About this exercise: Among the entries below, copy every line that carries the word "wall".

---------------

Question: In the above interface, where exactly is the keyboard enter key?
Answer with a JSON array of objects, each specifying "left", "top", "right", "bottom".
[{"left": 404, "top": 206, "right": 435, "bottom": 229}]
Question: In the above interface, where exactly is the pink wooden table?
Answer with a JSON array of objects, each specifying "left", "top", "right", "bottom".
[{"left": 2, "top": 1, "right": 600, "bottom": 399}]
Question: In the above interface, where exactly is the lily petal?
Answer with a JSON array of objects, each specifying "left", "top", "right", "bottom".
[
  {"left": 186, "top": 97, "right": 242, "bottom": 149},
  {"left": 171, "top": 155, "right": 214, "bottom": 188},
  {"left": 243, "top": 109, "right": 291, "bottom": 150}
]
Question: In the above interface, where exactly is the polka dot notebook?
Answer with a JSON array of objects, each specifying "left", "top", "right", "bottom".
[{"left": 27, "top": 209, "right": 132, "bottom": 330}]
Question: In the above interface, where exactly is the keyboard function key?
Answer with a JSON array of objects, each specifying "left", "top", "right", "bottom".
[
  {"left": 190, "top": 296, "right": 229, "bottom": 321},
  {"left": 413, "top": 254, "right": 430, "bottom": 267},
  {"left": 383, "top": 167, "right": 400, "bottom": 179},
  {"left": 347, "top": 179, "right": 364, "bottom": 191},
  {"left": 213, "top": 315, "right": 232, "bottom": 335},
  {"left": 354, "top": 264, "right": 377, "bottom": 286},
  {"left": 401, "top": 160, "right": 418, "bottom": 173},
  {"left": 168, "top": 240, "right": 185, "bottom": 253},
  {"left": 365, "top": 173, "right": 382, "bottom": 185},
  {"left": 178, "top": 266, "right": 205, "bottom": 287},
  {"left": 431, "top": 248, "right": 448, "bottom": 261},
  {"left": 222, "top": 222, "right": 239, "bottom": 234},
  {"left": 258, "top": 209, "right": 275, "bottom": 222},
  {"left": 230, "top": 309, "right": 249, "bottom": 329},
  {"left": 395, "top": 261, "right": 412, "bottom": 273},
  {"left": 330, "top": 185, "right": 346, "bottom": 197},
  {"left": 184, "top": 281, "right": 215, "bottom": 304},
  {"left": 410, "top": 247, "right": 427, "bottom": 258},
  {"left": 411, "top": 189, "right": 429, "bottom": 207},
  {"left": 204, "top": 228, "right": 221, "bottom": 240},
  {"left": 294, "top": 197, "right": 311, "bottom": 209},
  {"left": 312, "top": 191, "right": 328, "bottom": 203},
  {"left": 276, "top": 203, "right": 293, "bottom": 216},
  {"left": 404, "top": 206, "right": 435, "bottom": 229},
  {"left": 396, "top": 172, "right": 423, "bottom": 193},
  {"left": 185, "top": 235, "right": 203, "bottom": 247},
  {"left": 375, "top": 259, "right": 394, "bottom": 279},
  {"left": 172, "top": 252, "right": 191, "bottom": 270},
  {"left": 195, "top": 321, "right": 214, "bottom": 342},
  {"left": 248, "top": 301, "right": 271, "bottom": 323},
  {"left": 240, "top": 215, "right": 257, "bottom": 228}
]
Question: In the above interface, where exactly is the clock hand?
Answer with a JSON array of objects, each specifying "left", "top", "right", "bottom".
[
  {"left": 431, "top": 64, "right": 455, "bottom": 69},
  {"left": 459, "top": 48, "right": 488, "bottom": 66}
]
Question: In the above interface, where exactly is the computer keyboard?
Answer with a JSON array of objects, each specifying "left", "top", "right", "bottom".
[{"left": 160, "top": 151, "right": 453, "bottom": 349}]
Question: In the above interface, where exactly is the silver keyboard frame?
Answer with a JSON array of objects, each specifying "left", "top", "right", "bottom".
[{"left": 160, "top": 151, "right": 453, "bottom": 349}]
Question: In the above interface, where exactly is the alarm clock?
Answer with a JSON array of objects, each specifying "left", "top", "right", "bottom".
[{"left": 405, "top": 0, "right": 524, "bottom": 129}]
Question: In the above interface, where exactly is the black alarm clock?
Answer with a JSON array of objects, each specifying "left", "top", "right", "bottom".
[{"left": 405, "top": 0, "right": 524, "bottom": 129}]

---------------

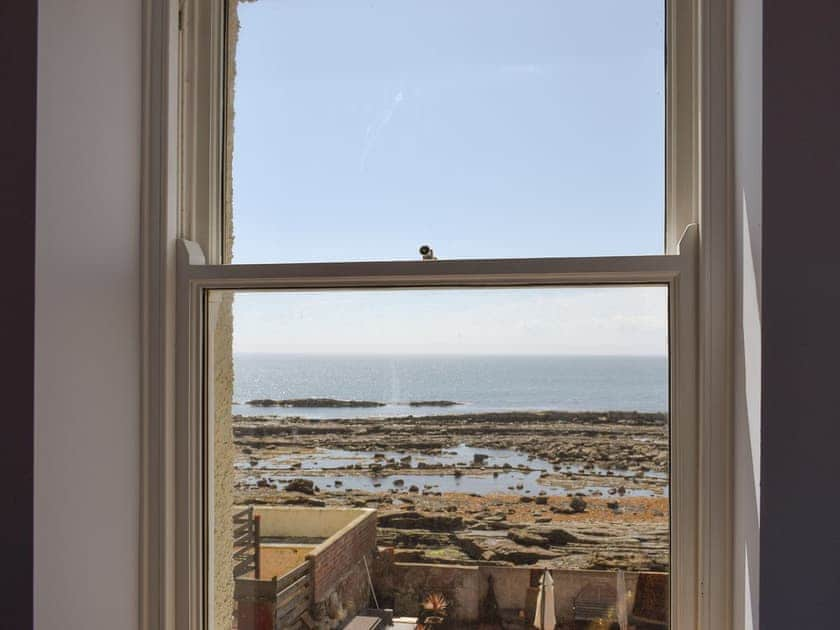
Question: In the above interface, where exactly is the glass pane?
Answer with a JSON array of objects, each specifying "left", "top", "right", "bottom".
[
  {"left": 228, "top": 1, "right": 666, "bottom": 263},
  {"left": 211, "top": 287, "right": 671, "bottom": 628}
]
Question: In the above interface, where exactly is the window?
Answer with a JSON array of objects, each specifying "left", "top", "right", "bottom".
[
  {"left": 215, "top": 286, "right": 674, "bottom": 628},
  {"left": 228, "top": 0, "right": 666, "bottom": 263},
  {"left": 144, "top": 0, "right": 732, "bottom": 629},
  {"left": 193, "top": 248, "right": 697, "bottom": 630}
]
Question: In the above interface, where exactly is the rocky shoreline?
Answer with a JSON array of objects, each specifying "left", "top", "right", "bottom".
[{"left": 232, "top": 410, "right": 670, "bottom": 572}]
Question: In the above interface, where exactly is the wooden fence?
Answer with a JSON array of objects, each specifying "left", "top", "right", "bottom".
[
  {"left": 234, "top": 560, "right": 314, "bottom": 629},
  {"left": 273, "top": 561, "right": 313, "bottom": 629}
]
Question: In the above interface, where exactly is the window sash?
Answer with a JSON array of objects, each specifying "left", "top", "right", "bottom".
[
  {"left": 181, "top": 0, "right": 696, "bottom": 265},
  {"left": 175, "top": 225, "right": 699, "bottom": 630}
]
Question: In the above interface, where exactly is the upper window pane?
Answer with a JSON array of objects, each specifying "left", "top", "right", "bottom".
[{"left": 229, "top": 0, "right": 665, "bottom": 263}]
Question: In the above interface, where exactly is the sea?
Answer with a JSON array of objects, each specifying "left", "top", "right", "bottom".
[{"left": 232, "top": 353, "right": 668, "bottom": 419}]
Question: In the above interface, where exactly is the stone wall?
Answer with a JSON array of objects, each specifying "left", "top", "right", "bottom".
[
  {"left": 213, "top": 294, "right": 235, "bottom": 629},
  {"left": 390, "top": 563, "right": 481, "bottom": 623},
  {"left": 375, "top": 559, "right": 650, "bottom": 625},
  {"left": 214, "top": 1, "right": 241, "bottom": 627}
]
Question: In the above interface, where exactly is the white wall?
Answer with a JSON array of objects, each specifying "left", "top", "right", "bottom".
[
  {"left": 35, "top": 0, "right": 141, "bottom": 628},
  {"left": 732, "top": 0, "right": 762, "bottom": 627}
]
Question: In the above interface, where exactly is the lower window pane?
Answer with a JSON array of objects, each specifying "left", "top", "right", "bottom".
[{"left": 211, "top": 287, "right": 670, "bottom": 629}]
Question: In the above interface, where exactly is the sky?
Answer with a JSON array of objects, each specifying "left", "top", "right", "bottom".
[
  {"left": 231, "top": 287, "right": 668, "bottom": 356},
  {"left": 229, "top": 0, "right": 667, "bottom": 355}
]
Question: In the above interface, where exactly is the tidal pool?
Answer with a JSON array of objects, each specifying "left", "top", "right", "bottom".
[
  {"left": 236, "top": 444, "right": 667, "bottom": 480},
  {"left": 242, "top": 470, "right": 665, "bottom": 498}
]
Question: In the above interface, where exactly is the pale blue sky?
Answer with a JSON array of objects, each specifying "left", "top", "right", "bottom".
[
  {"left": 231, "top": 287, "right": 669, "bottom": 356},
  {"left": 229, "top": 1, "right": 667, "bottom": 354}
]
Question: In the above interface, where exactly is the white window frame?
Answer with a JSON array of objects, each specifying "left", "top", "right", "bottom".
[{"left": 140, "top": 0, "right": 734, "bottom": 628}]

---------------

Output of the exercise:
Question: In the above interface, where exactly is the stone wall?
Question: In the above interface, where exactly is the white wall?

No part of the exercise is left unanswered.